■ EXERCISE AIM: Copy the listing word for word, from its first line up to and including the line that contains "M0 38L0 136L41".

■ ENTRIES SUPPLIED:

>> Begin

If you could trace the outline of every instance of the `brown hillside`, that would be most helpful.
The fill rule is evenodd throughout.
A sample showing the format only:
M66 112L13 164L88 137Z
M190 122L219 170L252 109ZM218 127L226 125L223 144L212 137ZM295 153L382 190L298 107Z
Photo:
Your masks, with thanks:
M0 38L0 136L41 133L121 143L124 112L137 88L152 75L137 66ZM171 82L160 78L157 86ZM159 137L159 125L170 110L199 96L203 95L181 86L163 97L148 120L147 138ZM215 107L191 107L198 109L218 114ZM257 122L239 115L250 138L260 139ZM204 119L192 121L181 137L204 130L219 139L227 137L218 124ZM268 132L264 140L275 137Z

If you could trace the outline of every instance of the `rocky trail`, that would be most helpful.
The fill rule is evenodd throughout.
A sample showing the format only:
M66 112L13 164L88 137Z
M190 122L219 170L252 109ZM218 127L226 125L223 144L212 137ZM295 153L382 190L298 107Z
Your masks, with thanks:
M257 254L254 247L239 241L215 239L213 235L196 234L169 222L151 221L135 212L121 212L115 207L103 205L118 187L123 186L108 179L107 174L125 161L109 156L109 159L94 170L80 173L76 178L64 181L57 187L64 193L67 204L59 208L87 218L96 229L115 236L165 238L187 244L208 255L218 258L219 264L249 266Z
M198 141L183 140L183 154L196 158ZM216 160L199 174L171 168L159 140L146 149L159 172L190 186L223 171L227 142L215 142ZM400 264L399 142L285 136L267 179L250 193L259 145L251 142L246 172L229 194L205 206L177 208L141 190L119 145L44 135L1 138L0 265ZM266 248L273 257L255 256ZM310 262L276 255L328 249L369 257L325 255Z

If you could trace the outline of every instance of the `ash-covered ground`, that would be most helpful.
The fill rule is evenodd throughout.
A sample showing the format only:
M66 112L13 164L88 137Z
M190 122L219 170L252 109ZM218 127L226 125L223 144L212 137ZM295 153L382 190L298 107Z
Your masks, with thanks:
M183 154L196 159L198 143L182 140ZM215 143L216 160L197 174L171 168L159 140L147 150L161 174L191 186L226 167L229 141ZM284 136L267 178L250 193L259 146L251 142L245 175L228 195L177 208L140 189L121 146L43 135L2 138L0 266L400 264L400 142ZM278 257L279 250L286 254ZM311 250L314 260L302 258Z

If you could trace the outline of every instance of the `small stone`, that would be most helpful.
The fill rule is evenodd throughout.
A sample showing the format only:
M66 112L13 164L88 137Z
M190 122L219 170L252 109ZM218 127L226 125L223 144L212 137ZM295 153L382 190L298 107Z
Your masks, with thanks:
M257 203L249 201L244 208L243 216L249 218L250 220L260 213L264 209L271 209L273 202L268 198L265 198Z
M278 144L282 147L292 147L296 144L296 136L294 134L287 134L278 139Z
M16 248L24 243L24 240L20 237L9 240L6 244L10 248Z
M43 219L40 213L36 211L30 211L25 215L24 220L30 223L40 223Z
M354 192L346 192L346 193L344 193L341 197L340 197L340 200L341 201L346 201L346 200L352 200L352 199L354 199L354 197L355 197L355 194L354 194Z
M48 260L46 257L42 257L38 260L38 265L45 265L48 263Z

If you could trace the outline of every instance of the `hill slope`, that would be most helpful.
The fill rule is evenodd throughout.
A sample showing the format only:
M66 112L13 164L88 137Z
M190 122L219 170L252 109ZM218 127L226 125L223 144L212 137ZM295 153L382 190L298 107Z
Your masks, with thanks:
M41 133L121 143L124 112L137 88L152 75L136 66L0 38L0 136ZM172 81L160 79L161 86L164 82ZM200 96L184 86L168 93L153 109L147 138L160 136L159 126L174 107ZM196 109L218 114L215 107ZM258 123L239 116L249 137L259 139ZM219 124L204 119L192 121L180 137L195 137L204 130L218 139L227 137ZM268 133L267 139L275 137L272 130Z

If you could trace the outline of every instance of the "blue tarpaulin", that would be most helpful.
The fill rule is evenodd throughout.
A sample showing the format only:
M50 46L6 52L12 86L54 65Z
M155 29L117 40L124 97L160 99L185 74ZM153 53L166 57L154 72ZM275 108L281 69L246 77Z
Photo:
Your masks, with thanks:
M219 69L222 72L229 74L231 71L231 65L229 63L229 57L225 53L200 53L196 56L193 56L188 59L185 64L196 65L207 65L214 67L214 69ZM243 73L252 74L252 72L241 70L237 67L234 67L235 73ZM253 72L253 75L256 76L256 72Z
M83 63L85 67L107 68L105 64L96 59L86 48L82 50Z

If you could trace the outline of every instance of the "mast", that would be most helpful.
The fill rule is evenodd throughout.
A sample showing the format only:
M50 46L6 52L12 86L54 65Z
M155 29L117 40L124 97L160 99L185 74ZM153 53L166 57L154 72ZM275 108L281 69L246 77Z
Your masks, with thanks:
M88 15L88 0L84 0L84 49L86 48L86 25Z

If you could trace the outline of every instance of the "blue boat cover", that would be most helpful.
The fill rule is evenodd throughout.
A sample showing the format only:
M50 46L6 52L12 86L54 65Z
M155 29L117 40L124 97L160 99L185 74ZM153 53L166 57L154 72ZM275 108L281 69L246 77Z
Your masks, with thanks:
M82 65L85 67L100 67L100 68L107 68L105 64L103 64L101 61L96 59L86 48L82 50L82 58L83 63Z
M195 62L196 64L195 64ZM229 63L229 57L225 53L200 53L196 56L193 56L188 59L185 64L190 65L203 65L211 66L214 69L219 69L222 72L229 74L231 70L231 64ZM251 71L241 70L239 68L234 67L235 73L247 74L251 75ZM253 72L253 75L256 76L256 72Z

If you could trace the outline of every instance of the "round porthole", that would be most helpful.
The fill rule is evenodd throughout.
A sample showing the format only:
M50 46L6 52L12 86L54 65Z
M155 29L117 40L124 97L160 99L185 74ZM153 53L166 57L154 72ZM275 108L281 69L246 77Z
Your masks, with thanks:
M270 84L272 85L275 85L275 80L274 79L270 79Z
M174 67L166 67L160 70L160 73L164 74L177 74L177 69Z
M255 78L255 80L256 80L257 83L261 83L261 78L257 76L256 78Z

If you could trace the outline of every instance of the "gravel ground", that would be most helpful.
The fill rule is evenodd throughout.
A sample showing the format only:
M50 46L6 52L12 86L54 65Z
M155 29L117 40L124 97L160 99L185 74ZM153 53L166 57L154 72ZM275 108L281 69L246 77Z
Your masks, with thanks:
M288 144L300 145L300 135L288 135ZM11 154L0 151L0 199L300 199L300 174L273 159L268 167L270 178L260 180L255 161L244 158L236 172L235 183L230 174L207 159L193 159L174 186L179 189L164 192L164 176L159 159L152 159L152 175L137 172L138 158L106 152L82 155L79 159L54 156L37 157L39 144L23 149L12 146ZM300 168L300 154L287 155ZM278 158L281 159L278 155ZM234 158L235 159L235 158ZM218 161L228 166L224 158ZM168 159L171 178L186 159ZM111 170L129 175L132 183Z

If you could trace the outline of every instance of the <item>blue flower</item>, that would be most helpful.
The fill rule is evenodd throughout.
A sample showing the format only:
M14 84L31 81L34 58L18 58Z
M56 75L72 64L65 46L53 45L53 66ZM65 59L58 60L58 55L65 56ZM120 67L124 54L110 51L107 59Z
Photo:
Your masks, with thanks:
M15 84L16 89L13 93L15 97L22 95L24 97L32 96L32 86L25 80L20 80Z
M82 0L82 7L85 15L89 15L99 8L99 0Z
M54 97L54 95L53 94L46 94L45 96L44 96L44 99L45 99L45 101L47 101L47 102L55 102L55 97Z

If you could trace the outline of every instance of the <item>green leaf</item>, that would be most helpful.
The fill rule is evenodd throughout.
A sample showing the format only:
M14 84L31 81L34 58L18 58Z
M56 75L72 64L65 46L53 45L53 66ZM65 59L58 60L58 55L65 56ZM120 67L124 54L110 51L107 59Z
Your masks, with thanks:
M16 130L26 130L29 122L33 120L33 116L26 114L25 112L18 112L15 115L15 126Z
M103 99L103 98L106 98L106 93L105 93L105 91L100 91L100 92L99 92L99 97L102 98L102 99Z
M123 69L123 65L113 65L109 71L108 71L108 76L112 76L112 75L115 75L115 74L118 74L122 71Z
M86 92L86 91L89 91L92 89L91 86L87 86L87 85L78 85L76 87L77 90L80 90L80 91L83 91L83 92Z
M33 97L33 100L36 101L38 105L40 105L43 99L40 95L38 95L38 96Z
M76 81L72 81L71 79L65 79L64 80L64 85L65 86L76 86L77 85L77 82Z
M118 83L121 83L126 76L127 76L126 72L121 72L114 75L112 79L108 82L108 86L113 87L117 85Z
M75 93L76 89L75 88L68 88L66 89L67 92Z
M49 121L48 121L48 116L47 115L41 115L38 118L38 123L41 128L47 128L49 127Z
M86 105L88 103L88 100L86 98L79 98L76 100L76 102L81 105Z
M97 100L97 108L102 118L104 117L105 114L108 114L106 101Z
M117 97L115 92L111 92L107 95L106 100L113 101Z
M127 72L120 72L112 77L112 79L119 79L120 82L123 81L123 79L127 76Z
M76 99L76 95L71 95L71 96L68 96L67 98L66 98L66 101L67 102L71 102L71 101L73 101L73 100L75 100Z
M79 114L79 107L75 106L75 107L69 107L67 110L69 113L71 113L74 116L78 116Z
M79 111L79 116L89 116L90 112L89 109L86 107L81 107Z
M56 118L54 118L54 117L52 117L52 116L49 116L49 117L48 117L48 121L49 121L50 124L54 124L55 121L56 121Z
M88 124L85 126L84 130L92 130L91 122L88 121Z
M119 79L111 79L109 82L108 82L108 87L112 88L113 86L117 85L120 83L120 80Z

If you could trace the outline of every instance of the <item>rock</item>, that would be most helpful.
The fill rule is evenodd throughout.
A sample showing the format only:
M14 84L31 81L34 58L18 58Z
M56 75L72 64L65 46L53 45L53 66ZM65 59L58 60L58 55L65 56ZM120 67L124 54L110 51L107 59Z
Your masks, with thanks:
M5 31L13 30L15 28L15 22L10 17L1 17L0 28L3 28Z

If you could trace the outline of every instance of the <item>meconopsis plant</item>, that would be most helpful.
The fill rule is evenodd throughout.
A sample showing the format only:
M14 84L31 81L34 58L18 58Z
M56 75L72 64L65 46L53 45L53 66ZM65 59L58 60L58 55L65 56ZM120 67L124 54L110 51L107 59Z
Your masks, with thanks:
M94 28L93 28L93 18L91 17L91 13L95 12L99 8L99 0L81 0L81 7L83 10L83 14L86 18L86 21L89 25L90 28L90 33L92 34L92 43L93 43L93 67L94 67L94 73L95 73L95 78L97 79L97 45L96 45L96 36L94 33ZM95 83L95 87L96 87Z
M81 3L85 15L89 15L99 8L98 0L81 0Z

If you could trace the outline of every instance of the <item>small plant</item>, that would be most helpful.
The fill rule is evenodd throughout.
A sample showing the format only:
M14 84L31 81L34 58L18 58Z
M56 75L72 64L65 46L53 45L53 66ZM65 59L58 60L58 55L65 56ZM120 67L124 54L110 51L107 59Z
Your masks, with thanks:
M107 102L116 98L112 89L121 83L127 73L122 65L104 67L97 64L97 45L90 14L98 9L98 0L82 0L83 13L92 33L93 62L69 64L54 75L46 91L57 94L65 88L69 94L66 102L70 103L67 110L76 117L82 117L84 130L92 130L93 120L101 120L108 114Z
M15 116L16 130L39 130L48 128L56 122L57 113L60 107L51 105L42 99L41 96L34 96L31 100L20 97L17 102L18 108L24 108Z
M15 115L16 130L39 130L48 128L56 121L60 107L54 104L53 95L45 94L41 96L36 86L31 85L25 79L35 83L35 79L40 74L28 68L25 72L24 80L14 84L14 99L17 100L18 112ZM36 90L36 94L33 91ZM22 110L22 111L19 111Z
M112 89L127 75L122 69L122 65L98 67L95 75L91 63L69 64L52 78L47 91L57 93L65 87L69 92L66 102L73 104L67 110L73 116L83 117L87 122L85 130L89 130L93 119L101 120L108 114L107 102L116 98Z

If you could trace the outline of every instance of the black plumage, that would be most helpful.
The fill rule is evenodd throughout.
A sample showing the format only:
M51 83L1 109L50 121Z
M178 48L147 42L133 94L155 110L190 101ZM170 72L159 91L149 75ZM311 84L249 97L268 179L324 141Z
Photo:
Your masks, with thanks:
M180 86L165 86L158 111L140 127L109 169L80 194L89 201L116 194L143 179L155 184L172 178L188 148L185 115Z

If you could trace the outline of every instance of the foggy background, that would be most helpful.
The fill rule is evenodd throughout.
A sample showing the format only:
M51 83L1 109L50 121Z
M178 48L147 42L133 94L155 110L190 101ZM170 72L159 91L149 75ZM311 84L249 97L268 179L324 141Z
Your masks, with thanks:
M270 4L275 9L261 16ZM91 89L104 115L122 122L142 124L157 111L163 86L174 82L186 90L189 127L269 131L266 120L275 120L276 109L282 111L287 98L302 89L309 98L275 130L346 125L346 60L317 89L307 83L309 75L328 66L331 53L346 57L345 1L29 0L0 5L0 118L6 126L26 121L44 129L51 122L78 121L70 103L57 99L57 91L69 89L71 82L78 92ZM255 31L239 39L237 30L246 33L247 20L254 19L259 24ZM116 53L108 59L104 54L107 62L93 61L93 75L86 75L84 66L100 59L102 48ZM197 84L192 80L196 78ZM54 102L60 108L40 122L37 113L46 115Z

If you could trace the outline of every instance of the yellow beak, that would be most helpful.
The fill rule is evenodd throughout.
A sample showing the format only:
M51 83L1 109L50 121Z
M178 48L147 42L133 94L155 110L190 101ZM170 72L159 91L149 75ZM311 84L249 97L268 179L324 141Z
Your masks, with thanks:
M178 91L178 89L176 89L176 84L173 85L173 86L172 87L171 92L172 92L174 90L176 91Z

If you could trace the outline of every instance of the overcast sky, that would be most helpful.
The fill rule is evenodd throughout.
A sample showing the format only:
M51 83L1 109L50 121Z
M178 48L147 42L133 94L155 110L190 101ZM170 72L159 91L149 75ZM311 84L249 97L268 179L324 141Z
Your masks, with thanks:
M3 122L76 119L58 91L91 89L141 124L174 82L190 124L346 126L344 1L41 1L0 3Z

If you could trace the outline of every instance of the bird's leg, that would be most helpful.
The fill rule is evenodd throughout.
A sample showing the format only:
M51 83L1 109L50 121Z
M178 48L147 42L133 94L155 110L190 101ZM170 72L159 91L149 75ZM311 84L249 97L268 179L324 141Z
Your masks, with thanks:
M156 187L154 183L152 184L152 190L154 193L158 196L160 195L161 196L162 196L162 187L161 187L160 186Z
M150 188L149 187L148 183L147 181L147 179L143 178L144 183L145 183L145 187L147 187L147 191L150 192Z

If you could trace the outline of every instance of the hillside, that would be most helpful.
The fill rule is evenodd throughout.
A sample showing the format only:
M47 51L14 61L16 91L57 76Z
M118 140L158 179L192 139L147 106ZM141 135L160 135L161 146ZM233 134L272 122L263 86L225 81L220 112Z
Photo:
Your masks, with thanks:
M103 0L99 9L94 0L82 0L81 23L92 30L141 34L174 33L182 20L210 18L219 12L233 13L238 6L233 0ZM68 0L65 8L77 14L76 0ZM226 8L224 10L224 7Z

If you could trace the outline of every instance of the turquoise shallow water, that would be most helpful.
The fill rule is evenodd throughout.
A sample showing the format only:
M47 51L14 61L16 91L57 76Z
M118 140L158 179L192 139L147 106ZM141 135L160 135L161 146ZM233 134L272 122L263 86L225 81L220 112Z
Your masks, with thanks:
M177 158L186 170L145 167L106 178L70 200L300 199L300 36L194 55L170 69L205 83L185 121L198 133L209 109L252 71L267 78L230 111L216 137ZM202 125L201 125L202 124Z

>> End

■ THE ANSWER:
If you could trace the outline of every instance of the `brown hillside`, that would be most helpful.
The fill rule is evenodd throughout.
A sample showing the format only:
M66 112L13 164L88 137Z
M190 122L219 170L252 109ZM218 127L226 125L223 144L212 137ZM295 153L382 190L298 107Z
Photo:
Your masks, with thanks:
M0 38L0 136L41 133L121 143L124 112L137 88L152 75L137 66ZM171 82L160 78L157 86ZM159 137L159 125L170 110L199 96L203 95L181 86L163 97L148 120L147 138ZM215 107L191 107L198 109L218 114ZM257 122L239 115L250 138L260 139ZM204 119L192 121L181 137L204 130L219 139L227 137L218 124ZM268 132L264 140L275 137Z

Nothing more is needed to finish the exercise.